EXERCISE ▸ Copy out the material below line for line, changing nothing.

RECORDS FOR THIS EXERCISE ▸
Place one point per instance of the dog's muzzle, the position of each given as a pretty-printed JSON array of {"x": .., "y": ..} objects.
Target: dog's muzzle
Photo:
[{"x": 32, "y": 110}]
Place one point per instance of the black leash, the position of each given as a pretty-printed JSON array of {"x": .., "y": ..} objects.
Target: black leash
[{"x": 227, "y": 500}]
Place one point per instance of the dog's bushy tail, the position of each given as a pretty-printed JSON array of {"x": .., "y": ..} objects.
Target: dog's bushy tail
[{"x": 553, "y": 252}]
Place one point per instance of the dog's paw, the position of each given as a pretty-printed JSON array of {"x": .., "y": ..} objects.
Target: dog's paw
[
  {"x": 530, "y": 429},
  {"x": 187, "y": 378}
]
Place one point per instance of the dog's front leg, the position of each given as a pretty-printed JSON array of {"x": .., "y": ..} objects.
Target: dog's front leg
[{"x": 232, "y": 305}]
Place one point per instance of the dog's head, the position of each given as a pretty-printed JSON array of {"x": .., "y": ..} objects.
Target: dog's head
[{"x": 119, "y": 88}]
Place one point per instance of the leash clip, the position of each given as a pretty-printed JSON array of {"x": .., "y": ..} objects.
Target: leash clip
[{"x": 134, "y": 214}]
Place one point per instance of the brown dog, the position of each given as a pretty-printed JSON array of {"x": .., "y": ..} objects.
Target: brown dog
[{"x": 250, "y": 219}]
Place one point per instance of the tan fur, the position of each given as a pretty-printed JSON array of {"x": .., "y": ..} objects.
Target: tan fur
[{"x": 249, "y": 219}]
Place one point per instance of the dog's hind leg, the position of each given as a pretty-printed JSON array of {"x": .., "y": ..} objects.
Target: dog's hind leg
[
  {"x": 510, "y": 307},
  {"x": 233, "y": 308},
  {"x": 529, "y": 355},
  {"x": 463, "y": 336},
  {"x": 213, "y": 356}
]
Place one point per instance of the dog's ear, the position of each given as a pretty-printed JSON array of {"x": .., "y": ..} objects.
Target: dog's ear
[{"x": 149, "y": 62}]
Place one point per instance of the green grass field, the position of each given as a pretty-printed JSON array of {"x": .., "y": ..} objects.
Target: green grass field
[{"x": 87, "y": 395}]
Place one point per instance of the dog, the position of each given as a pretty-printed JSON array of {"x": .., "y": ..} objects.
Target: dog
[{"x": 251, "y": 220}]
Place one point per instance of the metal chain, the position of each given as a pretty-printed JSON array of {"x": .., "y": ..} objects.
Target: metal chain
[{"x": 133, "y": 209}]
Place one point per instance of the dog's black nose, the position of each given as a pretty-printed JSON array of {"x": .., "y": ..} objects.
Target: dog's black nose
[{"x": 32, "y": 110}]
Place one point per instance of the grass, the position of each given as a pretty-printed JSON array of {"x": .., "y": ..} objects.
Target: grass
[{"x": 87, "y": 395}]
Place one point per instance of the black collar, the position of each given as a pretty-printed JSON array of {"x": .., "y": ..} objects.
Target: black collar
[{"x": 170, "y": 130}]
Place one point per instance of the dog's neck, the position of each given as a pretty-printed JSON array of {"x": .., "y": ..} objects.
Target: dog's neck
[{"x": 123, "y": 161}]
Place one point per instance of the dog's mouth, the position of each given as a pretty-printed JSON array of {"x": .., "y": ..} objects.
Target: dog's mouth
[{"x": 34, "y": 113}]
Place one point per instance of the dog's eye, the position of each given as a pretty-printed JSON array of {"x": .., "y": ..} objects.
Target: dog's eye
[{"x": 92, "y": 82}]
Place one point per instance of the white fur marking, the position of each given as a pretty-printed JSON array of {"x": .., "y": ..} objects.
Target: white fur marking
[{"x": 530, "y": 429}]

FINISHED ANSWER ▸
Place one point per instance of the dog's muzzle, the position of each given as a pretty-printed JSON array of {"x": .., "y": ..} objects.
Target: dog's muzzle
Photo:
[{"x": 32, "y": 110}]
Place one point per instance of the black leash, the position of each given as a pretty-printed JSON array of {"x": .., "y": ..} objects.
Target: black leash
[{"x": 227, "y": 500}]
Place one point per instance of the dog's bushy tail, the position of each given as a pretty-printed JSON array of {"x": .., "y": ..} objects.
Target: dog's bushy tail
[{"x": 553, "y": 252}]
Place one point per instance of the dog's paw, the position of each given as a pretty-printed JSON array of {"x": .., "y": ..} objects.
Target: dog's paw
[
  {"x": 530, "y": 429},
  {"x": 187, "y": 378}
]
Place one point per instance of the dog's front leg, the position of each given as a pretty-printed JSON array of {"x": .., "y": ..} objects.
Target: dog's front leg
[{"x": 232, "y": 305}]
Place one point per instance of the dog's head, the position of each given as a pretty-printed JSON array of {"x": .., "y": ..} objects.
Target: dog's head
[{"x": 119, "y": 88}]
Place one point per instance of the leash clip, the position of each given as a pretty-printed JSON array of {"x": .., "y": ..} objects.
Target: leash clip
[{"x": 134, "y": 214}]
Place one point per instance of the brown dog, the position of each given as a pretty-printed JSON array of {"x": .., "y": ..} objects.
Target: brown dog
[{"x": 250, "y": 219}]
Place one point per instance of the tan fur, the position of each given as a pretty-printed JSON array of {"x": .., "y": ..} objects.
Target: tan fur
[{"x": 249, "y": 219}]
Place one point per instance of the dog's hind leg, the position of each given as a pretty-printed JSON array of {"x": .., "y": ..} objects.
Target: dog's hind leg
[
  {"x": 510, "y": 307},
  {"x": 233, "y": 308},
  {"x": 529, "y": 355},
  {"x": 463, "y": 336},
  {"x": 213, "y": 356}
]
Place one point per instance of the dog's ear, the position of each given as a pretty-printed JSON array of {"x": .., "y": ..} objects.
Target: dog's ear
[{"x": 149, "y": 62}]
Place one point per instance of the green grass field, the position of each given as a pretty-printed JSON array of {"x": .., "y": ..} objects.
Target: green grass field
[{"x": 87, "y": 395}]
Place one point per instance of the dog, the position of each given as a pretty-printed JSON array of {"x": .., "y": ..} objects.
Target: dog
[{"x": 251, "y": 220}]
Place one point per instance of the metal chain, the position of each given as a pretty-printed JSON array of {"x": .., "y": ..} objects.
Target: metal chain
[{"x": 133, "y": 209}]
Place one point per instance of the dog's black nose, the position of each given as a pretty-printed JSON array of {"x": .., "y": ..} objects.
Target: dog's black nose
[{"x": 32, "y": 110}]
Place one point per instance of the grass, the position of each given as a pretty-printed JSON array of {"x": .., "y": ..} objects.
Target: grass
[{"x": 87, "y": 395}]
Place one point per instance of the black collar, the position of each given as a pretty-printed JSON array of {"x": .., "y": ..} objects.
Target: black collar
[{"x": 170, "y": 130}]
Place one point per instance of the dog's neck, the position of each given as a pretty-printed JSON array of {"x": .., "y": ..} objects.
Target: dog's neck
[{"x": 123, "y": 161}]
Place one point per instance of the dog's mouth, the position of each given as a pretty-printed JSON array of {"x": .., "y": ..} objects.
Target: dog's mouth
[{"x": 34, "y": 113}]
Place one point per instance of the dog's eye, the position of each given as a pretty-printed JSON array of {"x": .., "y": ..} objects.
Target: dog's eye
[{"x": 92, "y": 82}]
Place one point per instance of the white fur marking, the position of each given as a pretty-printed JSON array of {"x": .., "y": ..} objects.
Target: white fur marking
[{"x": 530, "y": 429}]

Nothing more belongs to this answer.